■ What is needed ■
Reproduce the listing in its entirety. Do not reproduce the pictures.

■ Records for the task ■
────────────────────────────────────────
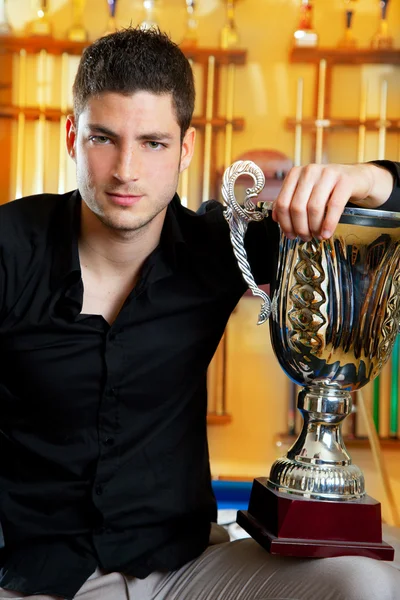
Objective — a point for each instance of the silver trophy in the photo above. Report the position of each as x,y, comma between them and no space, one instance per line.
333,319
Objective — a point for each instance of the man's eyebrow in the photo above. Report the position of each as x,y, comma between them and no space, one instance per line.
96,128
155,136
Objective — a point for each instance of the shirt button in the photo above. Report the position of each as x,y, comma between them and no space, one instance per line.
100,530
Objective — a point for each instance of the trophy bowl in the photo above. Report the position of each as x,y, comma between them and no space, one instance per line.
334,317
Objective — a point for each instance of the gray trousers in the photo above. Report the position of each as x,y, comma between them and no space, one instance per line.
242,570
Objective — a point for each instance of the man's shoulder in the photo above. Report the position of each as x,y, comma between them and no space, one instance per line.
36,204
30,214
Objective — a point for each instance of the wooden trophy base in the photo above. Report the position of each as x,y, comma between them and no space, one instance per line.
294,526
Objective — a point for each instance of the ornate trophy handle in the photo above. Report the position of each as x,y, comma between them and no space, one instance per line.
────────────────────────────────────────
■ Solution for this task ■
Objective — a point for each instance of the silver trophy in the photo above. Report the position of each as x,y, comma between them and no space, one instance per line.
333,319
Objective — a point for each instance of the man's eyebrow in the photo above. Report the position of each as x,y, comma between them and no space, one instance per line.
96,128
155,136
Objective — a point for each instance of the shirt button in the photo above. Report the position of each as x,y, comma between them and no space, one instance per line.
100,530
Objective — a point for each instance of the trophy bowl in the photo above. Report the position of each as x,y, comma between them and no space, one instance per line.
334,317
Objective — a point for each instance of the gray trousers in the photo above. Report the position of each as x,y, comma between them and no space, one instance per line.
242,570
Objective — a point for each instance of the man's shoulder in the photo above. Report the position of each as x,y, comma between them and no space, one instance per line.
36,204
30,214
Objective — a point for each instance of the wooden trophy base in the photo above. Report the position of each as x,y, comma between them and no space, one instance per line.
294,526
Objective — a point for each instance of the ornate trophy handle in the photo above. Report the position of each as x,y, comma between them and no space, one instance per line.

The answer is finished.